### Extract provided
--- START ---

Parameter estimation and model reduction for retinal laser treatment

TL;DR

This paper develops a reduced-order model for retinal laser treatment that enables real-time model predictive control by efficiently approximating temperature distribution with parametric dependencies, and estimates key absorption parameters in pig eyes.

Contribution

It introduces a combined global-basis and empirical interpolation approach tailored for laser photocoagulation, improving computational efficiency and parameter estimation accuracy.

Findings

The proposed method outperforms Taylor-series approximation in computation time.

Sensitivity analysis shows higher impact of RPE absorption coefficient on temperature increase.

Case study successfully estimates absorption parameter ranges in porcine eyes.

--- END ---

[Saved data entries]
--- START ---

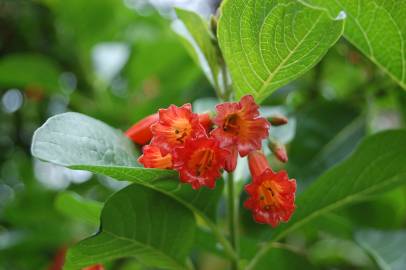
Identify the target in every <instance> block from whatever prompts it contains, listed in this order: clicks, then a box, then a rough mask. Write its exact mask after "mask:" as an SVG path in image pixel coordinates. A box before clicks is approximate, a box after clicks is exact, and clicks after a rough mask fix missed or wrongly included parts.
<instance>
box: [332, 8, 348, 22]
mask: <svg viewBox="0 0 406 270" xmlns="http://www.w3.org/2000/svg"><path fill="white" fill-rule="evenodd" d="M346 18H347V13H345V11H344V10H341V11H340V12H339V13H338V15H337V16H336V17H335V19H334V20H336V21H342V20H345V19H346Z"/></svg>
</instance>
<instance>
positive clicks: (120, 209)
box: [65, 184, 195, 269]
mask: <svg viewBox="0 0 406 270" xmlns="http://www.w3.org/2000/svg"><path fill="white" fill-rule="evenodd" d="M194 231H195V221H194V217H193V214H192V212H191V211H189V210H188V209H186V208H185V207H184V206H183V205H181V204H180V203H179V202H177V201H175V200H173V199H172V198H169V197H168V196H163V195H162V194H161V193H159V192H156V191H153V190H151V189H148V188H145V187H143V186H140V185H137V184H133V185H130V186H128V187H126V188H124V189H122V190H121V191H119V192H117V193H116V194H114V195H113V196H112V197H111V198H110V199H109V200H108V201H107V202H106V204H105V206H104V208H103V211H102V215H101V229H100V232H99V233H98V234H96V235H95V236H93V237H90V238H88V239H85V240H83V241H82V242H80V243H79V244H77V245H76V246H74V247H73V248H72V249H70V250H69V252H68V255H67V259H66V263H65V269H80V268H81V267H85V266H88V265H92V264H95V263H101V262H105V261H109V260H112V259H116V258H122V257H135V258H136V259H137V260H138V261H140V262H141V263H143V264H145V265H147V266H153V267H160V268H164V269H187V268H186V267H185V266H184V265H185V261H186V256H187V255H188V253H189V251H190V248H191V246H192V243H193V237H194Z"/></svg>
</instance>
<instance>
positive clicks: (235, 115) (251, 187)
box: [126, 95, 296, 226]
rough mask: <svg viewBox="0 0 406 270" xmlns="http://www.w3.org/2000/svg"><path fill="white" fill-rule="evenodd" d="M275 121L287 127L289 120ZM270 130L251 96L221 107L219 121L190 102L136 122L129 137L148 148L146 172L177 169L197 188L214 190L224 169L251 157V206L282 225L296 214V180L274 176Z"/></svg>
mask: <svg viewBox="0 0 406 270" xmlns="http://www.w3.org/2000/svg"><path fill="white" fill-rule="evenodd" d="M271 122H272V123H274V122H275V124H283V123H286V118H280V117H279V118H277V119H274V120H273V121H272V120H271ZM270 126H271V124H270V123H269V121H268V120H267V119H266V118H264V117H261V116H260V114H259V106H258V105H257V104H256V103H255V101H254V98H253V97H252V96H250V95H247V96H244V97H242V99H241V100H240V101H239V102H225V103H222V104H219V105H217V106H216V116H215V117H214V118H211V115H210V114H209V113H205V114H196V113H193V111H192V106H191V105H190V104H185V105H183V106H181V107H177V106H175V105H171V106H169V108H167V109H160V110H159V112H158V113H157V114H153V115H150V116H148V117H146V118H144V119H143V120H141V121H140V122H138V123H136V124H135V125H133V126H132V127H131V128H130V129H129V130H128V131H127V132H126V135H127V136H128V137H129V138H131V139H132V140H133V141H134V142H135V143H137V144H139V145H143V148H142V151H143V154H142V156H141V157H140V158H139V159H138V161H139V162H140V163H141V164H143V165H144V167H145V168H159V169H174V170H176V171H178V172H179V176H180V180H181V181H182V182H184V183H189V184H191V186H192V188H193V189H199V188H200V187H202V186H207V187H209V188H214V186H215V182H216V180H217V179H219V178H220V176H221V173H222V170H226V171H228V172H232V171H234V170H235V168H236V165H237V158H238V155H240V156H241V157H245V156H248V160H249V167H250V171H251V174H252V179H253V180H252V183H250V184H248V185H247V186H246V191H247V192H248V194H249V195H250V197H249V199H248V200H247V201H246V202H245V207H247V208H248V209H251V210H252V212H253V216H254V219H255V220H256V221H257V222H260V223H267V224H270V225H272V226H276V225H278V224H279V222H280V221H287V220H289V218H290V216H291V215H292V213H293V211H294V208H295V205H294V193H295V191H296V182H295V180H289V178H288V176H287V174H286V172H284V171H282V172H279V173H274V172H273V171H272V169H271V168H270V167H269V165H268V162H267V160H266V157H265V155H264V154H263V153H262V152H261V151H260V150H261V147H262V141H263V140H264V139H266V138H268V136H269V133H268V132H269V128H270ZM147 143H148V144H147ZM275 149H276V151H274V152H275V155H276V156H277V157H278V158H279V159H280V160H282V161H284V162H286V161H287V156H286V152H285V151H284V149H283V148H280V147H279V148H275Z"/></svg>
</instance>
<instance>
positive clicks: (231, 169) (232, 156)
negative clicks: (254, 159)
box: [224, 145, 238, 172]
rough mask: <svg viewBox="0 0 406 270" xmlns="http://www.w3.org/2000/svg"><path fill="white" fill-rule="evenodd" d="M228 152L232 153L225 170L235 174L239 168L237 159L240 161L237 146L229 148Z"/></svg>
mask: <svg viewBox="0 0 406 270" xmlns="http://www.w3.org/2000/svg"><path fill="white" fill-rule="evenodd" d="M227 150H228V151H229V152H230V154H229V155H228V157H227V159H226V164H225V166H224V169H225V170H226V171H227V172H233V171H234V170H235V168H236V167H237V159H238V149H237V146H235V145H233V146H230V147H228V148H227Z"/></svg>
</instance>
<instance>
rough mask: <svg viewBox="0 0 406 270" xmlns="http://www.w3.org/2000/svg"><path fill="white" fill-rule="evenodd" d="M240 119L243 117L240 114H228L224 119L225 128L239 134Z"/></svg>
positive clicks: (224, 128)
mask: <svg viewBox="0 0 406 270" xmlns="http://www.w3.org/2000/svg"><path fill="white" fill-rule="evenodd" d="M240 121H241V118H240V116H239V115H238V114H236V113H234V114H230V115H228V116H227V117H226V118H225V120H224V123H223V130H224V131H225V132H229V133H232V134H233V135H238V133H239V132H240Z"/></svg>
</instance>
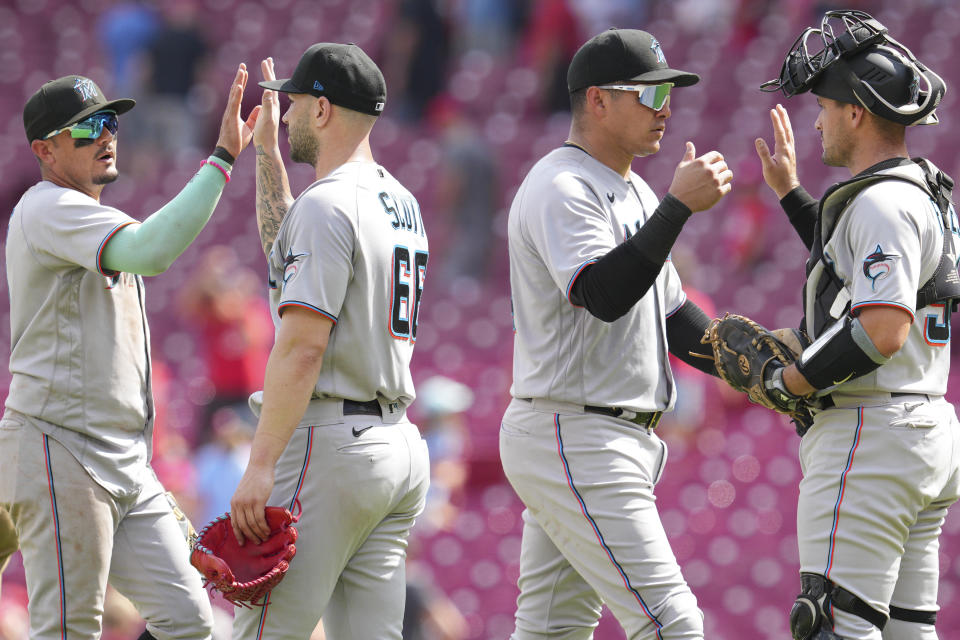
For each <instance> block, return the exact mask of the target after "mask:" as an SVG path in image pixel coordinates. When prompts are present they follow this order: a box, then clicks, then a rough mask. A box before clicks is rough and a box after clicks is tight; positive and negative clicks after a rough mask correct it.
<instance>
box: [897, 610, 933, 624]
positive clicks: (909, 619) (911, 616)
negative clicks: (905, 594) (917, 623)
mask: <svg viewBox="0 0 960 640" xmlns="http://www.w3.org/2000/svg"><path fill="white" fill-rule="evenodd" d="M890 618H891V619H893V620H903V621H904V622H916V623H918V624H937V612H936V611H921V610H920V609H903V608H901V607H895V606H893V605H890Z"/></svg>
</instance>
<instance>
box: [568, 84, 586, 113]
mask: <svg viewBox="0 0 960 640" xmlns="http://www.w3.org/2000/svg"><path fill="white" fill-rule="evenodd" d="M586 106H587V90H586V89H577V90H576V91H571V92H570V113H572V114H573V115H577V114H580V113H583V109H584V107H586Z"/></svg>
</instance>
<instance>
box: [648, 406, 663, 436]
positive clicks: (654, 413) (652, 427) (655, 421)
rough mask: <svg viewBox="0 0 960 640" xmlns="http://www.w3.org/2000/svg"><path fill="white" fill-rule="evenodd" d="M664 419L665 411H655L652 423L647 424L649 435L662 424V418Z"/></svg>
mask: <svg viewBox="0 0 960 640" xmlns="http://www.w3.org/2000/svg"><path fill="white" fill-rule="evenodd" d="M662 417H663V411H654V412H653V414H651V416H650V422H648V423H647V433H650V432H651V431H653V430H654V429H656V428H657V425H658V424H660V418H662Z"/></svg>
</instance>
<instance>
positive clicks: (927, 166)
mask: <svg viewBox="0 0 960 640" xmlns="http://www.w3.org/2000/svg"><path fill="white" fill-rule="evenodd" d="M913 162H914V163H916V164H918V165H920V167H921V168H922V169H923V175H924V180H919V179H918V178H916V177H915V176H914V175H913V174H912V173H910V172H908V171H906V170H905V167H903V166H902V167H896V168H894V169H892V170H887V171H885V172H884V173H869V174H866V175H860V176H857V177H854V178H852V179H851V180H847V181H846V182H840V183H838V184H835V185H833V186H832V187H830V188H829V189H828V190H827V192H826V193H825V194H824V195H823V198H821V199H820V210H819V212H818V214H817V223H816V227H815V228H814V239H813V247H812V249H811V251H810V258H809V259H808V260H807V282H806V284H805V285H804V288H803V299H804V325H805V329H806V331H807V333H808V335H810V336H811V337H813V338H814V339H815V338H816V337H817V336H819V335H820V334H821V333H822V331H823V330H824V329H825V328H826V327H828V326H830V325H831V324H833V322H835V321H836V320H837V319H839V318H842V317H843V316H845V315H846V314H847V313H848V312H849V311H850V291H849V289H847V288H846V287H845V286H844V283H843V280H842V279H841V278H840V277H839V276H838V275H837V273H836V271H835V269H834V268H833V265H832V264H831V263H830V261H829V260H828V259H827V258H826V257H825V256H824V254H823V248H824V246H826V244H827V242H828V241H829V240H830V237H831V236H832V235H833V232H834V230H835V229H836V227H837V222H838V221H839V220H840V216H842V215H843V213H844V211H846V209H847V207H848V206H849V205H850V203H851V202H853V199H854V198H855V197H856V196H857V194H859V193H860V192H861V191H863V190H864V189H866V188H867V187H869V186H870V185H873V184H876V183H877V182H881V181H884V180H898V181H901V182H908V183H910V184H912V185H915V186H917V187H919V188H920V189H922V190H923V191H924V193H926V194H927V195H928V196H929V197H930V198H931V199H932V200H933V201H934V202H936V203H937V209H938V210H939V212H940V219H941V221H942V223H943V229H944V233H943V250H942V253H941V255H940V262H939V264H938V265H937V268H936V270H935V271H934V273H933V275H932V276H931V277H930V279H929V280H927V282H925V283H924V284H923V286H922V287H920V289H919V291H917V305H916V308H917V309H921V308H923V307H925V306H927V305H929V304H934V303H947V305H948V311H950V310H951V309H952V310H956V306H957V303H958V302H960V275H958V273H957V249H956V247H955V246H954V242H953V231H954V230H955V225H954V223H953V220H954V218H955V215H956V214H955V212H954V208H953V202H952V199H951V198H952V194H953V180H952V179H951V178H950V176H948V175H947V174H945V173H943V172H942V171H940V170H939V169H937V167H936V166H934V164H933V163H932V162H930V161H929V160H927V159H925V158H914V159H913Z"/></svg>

--- END ---

### Task instructions
**a)** In the retinal laser treatment summary, what is the Spanish translation of "The proposed method outperforms Taylor-series approximation in computation time."?
**b)** Could you proceed with the retinal laser treatment summary, picking up right after its final finding about porcine eyes?

### Answers
**a)** El método propuesto supera a la aproximación por series de Taylor en tiempo de cómputo.

**b)**
Abstract

Laser photocoagulation is one of the most frequently used treatment approaches for retinal diseases such as diabetic retinopathy and macular edema. The use of model-based control, such as Model Predictive Control (MPC), enhances a safe and effective treatment by guaranteeing temperature bounds. In general, real-time requirements for model-based control designs are not met since the temperature distribution in the eye fundus is governed by a heat equation with a nonlinear parameter dependency. This issue is circumvented by representing the model by a lower-dimensional system which well-approximates the original model, including the parametric dependency. We combine a global-basis approach with the discrete empirical interpolation method, tailor its hyperparameters to laser photocoagulation, and show its superiority in comparison to a recently proposed method based on Taylor-series approximation. Its effectiveness is measured in computation time for MPC. We further present a case study to estimate the range of absorption parameters in porcine eyes, and by means of a theoretical and numerical sensitivity analysis we show that the sensitivity of the temperature increase is higher with respect to the absorption coefficient of the retinal pigment epithelium (RPE) than of the choroid's.